Gestellte Aufgabe A: Schreibe alle Sätze aus dem Interview heraus, die mit einem Fragezeichen enden.
Gestellte Aufgabe B: Übertrage den Abschnitt aus dem Interview wortgetreu, indem du bei den Worten „Und woher kommen“ beginnst und nach den Worten „Reverb oder Panning.“ aufhörst.

Lesetext:
◇ ◇ ◇ ◇
In digitalen Workstations (DAWs) hat man ja im Grunde unendlich viele Spuren und (nachträgliche) Bearbeitungsmöglichkeiten. Worin liegt der Reiz, es wieder wie früher zu machen – also mit nur vier Spuren, wo Fehler nicht einfach per Mausklick korrigiert werden können?

chra: Ich liebe ja auch dieses Hineinfallen in Soundschleifen. Deshalb korrigiere ich auch in Ableton Live oder Logic nur selten. Meine Regel ist: Entweder die Aufnahme passt, oder sie wird neu gemacht.

Wie gehst du grundsätzlich mit „Fehlern“ in deinen Arbeiten um?

chra: Siehe oben! Wenn es passt, bleiben die Fehler drin. Wenn nicht, nehme ich es neu auf – mit neuen Fehlern. Oft merke ich aber erst später, ob etwas wirklich passt oder nicht.

Und woher kommen all diese Sounds? Sind es eher Fieldrecordings oder doch mehr elektronische Klangtools als vermutet?

chra: Fieldrecordings machen fast zwei Drittel der Sounds aus. Beim Hören und Zusammenstellen merke ich sofort, was ich davon verwenden kann und was nicht. Oft fallen auch Sounds weg, die zwar großartig klingen, aber im konkreten Kontext nicht funktionieren. Klangtools helfen vor allem beim Nachschärfen – etwa mit Reverb oder Panning.

„Manchmal klingt das dann halt nach einem verstaubten, halbverfallenen Bunker.“

Die Tracks haben alle ja schon eine gar nicht mal so versteckte Strukturen. Wie entstehen diese? Gibt es vorher schon Pläne, Konzepte oder Loops, mit denen du schon immer etwas machen wolltest, oder entstehen die Tracks eher intuitiv und spontan?
◇ ◇ ◇ ◇
Entnommenes Material:

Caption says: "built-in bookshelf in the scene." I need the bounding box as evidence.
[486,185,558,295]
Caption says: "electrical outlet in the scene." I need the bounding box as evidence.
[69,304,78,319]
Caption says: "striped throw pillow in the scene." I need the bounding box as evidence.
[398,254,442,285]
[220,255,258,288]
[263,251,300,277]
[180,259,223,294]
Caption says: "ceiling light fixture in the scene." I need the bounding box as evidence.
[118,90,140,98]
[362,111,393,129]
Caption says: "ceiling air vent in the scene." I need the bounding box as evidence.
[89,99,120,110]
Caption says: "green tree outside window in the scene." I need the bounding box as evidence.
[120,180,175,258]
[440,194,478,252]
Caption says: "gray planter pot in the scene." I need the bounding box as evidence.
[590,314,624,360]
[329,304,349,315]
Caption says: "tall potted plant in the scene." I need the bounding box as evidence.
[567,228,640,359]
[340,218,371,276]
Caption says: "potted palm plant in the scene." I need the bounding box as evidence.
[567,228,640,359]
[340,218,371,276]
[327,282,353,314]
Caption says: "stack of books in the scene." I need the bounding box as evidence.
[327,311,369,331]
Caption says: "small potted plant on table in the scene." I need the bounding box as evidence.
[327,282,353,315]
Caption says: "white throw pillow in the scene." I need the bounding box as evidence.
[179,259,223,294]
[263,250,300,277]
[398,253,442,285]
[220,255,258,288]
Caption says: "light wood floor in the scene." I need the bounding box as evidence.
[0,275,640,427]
◇ ◇ ◇ ◇
Richtige Lösung A:
- Worin liegt der Reiz, es wieder wie früher zu machen – also mit nur vier Spuren, wo Fehler nicht einfach per Mausklick korrigiert werden können?
- Wie gehst du grundsätzlich mit „Fehlern“ in deinen Arbeiten um?
- Und woher kommen all diese Sounds?
- Sind es eher Fieldrecordings oder doch mehr elektronische Klangtools als vermutet?
- Wie entstehen diese?
- Gibt es vorher schon Pläne, Konzepte oder Loops, mit denen du schon immer etwas machen wolltest, oder entstehen die Tracks eher intuitiv und spontan?

Richtige Lösung B:
Und woher kommen all diese Sounds? Sind es eher Fieldrecordings oder doch mehr elektronische Klangtools als vermutet?

chra: Fieldrecordings machen fast zwei Drittel der Sounds aus. Beim Hören und Zusammenstellen merke ich sofort, was ich davon verwenden kann und was nicht. Oft fallen auch Sounds weg, die zwar großartig klingen, aber im konkreten Kontext nicht funktionieren. Klangtools helfen vor allem beim Nachschärfen – etwa mit Reverb oder Panning.